**Stored data**:
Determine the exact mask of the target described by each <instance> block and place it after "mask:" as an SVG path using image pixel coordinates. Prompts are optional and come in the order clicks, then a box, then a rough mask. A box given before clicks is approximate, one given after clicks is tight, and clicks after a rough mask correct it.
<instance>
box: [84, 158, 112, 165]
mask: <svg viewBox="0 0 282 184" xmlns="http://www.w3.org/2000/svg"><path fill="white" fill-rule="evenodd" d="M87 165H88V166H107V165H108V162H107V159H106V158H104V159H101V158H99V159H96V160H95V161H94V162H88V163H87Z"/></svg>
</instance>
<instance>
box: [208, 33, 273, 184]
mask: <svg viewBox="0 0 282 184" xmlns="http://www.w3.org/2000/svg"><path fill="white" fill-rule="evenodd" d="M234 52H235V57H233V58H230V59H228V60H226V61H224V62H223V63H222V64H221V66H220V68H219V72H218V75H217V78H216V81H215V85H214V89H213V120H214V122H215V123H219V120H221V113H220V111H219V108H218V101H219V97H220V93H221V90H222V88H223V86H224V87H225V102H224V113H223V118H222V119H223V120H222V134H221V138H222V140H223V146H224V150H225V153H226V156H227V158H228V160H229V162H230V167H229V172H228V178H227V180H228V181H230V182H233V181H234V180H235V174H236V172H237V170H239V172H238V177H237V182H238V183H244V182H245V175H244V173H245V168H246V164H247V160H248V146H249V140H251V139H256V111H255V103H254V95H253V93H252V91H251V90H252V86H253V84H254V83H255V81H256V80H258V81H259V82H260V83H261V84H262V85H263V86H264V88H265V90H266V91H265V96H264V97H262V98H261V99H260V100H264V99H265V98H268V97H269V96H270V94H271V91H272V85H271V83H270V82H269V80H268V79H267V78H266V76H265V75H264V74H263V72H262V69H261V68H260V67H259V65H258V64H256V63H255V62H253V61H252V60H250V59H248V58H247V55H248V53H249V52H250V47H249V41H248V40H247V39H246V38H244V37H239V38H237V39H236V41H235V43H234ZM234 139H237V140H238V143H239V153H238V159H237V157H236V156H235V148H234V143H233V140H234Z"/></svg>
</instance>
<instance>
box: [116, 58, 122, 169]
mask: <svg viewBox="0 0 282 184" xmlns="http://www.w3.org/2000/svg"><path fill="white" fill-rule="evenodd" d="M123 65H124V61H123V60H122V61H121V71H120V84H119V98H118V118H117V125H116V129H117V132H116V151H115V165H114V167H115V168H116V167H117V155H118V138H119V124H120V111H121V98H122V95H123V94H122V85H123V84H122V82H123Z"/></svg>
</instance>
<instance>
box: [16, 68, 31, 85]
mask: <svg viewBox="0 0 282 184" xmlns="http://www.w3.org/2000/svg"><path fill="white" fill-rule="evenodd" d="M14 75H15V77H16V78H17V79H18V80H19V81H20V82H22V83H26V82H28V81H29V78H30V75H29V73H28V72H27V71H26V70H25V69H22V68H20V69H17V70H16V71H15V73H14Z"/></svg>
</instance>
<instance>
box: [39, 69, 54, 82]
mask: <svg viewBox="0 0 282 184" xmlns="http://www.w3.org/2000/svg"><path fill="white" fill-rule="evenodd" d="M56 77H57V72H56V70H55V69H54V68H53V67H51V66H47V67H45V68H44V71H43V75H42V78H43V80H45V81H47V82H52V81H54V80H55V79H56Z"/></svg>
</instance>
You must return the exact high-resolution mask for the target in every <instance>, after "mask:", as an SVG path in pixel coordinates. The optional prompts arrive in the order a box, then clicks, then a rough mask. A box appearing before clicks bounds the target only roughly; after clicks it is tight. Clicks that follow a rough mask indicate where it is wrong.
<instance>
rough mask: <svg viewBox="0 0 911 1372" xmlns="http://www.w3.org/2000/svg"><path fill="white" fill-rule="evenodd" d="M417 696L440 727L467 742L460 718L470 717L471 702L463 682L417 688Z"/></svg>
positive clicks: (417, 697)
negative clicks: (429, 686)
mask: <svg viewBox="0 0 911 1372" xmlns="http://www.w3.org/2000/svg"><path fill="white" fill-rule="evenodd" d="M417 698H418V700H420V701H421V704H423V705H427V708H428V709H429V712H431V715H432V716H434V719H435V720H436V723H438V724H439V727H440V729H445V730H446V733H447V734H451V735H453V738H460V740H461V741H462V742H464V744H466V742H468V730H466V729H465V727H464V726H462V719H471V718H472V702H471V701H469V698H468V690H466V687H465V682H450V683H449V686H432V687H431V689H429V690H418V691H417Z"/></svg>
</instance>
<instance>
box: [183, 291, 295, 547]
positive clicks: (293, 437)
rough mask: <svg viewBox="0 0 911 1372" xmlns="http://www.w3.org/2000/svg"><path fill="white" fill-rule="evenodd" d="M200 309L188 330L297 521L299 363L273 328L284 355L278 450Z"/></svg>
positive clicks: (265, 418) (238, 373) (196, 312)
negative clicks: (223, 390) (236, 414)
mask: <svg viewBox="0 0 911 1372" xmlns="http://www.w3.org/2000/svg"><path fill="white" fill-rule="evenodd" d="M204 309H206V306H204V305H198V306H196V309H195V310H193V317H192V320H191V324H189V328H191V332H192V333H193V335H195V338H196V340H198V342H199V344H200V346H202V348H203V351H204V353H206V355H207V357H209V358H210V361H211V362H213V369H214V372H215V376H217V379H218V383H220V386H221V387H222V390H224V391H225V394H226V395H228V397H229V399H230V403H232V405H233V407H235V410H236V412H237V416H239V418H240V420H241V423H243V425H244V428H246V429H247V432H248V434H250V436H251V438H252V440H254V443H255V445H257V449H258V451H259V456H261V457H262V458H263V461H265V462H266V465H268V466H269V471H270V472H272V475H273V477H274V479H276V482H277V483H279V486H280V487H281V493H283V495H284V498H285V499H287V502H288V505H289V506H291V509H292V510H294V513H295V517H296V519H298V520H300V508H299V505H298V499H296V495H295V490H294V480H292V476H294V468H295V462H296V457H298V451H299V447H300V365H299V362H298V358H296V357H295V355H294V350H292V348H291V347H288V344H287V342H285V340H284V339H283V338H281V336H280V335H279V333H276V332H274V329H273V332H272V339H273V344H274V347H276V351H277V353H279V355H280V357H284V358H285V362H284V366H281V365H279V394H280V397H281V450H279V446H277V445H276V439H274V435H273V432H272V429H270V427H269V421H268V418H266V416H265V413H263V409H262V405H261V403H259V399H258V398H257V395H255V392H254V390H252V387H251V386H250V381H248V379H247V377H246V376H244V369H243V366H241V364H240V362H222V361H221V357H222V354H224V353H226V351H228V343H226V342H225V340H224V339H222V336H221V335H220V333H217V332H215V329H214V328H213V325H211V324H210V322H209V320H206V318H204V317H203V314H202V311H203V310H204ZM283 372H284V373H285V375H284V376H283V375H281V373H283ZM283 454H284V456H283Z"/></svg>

**Exercise**:
The expected response is every record, reproduced word for word.

**Solution**:
Determine the exact mask of the target described by each <instance> block and place it after "mask:" as an SVG path using image pixel coordinates. Prompts are optional and come in the order clicks, then a box, then a rough mask. A box given before clicks is approximate, one given after clicks is tight, and clicks after a rough mask correct it.
<instance>
box: [84, 158, 112, 165]
mask: <svg viewBox="0 0 282 184" xmlns="http://www.w3.org/2000/svg"><path fill="white" fill-rule="evenodd" d="M87 165H88V166H107V165H108V162H107V159H106V158H104V159H101V158H99V159H96V160H95V161H94V162H88V163H87Z"/></svg>
</instance>
<instance>
box: [208, 33, 273, 184]
mask: <svg viewBox="0 0 282 184" xmlns="http://www.w3.org/2000/svg"><path fill="white" fill-rule="evenodd" d="M234 52H235V57H233V58H230V59H228V60H226V61H224V62H223V63H222V64H221V66H220V68H219V72H218V75H217V78H216V81H215V85H214V89H213V120H214V122H215V123H219V120H221V113H220V111H219V108H218V101H219V97H220V93H221V90H222V88H223V86H224V87H225V102H224V113H223V118H222V119H223V120H222V134H221V138H222V140H223V146H224V150H225V153H226V156H227V158H228V160H229V162H230V167H229V172H228V178H227V180H228V181H230V182H233V181H234V180H235V174H236V172H237V170H239V172H238V177H237V182H238V183H244V182H245V175H244V173H245V168H246V164H247V160H248V146H249V140H251V139H256V111H255V103H254V95H253V93H252V91H251V90H252V86H253V84H254V83H255V81H256V80H258V81H259V82H260V83H261V84H262V85H263V86H264V88H265V90H266V91H265V96H264V97H262V98H261V99H260V100H264V99H265V98H268V97H269V96H270V94H271V91H272V85H271V83H270V82H269V80H268V79H267V78H266V76H265V75H264V74H263V72H262V69H261V68H260V67H259V65H258V64H256V63H255V62H253V61H252V60H250V59H248V58H247V55H248V53H249V52H250V47H249V41H248V40H247V39H246V38H244V37H239V38H237V39H236V41H235V43H234ZM234 139H237V140H238V143H239V153H238V159H237V157H236V156H235V148H234V143H233V140H234Z"/></svg>
</instance>
<instance>
box: [116, 58, 122, 169]
mask: <svg viewBox="0 0 282 184" xmlns="http://www.w3.org/2000/svg"><path fill="white" fill-rule="evenodd" d="M123 65H124V61H123V60H122V61H121V71H120V84H119V98H118V118H117V125H116V129H117V132H116V151H115V165H114V167H115V168H116V167H117V155H118V138H119V124H120V111H121V98H122V95H123V94H122V85H123V84H122V82H123Z"/></svg>
</instance>
<instance>
box: [16, 68, 31, 85]
mask: <svg viewBox="0 0 282 184" xmlns="http://www.w3.org/2000/svg"><path fill="white" fill-rule="evenodd" d="M14 75H15V77H16V78H17V79H18V80H19V81H20V82H22V83H26V82H28V81H29V78H30V75H29V73H28V72H27V71H26V70H25V69H22V68H20V69H17V70H16V71H15V73H14Z"/></svg>
</instance>
<instance>
box: [39, 69, 54, 82]
mask: <svg viewBox="0 0 282 184" xmlns="http://www.w3.org/2000/svg"><path fill="white" fill-rule="evenodd" d="M56 77H57V72H56V70H55V69H54V68H53V67H51V66H47V67H45V68H44V71H43V75H42V78H43V80H45V81H47V82H52V81H54V80H55V79H56Z"/></svg>
</instance>
You must return the exact high-resolution mask for the target in every <instance>, after "mask:", as an SVG path in pixel coordinates. The optional prompts arrive in the order a box, then clicks, then a rough mask. A box appearing before clicks bounds the target only roughly; after clicks it is tight. Clicks that follow a rough mask indicate where it is wrong.
<instance>
rough mask: <svg viewBox="0 0 911 1372" xmlns="http://www.w3.org/2000/svg"><path fill="white" fill-rule="evenodd" d="M417 696L440 727L467 742L460 718L470 717L471 702L463 682L417 688Z"/></svg>
positive clicks: (417, 697)
negative clicks: (429, 686)
mask: <svg viewBox="0 0 911 1372" xmlns="http://www.w3.org/2000/svg"><path fill="white" fill-rule="evenodd" d="M417 698H418V700H420V701H421V704H423V705H427V708H428V709H429V712H431V715H432V716H434V719H435V720H436V723H438V724H439V727H440V729H445V730H446V733H447V734H451V735H453V738H460V740H461V741H462V742H464V744H466V742H468V730H466V729H465V727H464V726H462V719H471V718H472V702H471V701H469V698H468V690H466V687H465V682H450V683H449V686H432V687H431V689H429V690H418V691H417Z"/></svg>
</instance>
<instance>
box: [183, 291, 295, 547]
positive clicks: (293, 437)
rough mask: <svg viewBox="0 0 911 1372" xmlns="http://www.w3.org/2000/svg"><path fill="white" fill-rule="evenodd" d="M200 309L188 330L297 521L299 363L273 328L284 355L278 450Z"/></svg>
positive clicks: (265, 418) (238, 373) (196, 312)
negative clicks: (223, 390) (236, 414)
mask: <svg viewBox="0 0 911 1372" xmlns="http://www.w3.org/2000/svg"><path fill="white" fill-rule="evenodd" d="M204 309H206V306H204V305H198V306H196V309H195V310H193V317H192V320H191V324H189V328H191V332H192V333H193V335H195V338H196V340H198V342H199V344H200V346H202V348H203V351H204V353H206V355H207V357H209V358H210V361H211V362H213V369H214V372H215V376H217V379H218V383H220V386H221V387H222V390H224V391H225V394H226V395H228V397H229V399H230V403H232V405H233V407H235V410H236V412H237V416H239V418H240V420H241V423H243V425H244V428H246V429H247V432H248V434H250V436H251V438H252V440H254V443H255V445H257V449H258V451H259V456H261V457H262V458H263V461H265V462H266V465H268V466H269V471H270V472H272V475H273V477H274V479H276V482H277V483H279V486H280V487H281V493H283V495H284V498H285V499H287V502H288V505H289V506H291V509H292V510H294V513H295V517H296V519H298V520H300V508H299V505H298V499H296V495H295V490H294V480H292V476H294V468H295V462H296V457H298V451H299V447H300V365H299V362H298V358H296V357H295V355H294V350H292V348H291V347H288V344H287V342H285V340H284V339H283V338H281V336H280V335H279V333H276V332H274V329H273V332H272V339H273V344H274V347H276V351H277V353H279V355H280V357H284V358H285V362H284V366H281V365H279V394H280V397H281V450H279V446H277V445H276V439H274V435H273V432H272V429H270V427H269V421H268V418H266V416H265V413H263V409H262V405H261V403H259V399H258V398H257V395H255V392H254V390H252V387H251V386H250V381H248V379H247V377H246V376H244V369H243V366H241V364H240V362H222V361H221V357H222V354H224V353H226V351H228V343H226V342H225V340H224V339H222V336H221V335H220V333H217V332H215V329H214V328H213V325H211V324H210V322H209V320H206V318H204V317H203V314H202V311H203V310H204ZM283 372H284V373H285V375H284V376H283V375H281V373H283ZM283 454H284V456H283Z"/></svg>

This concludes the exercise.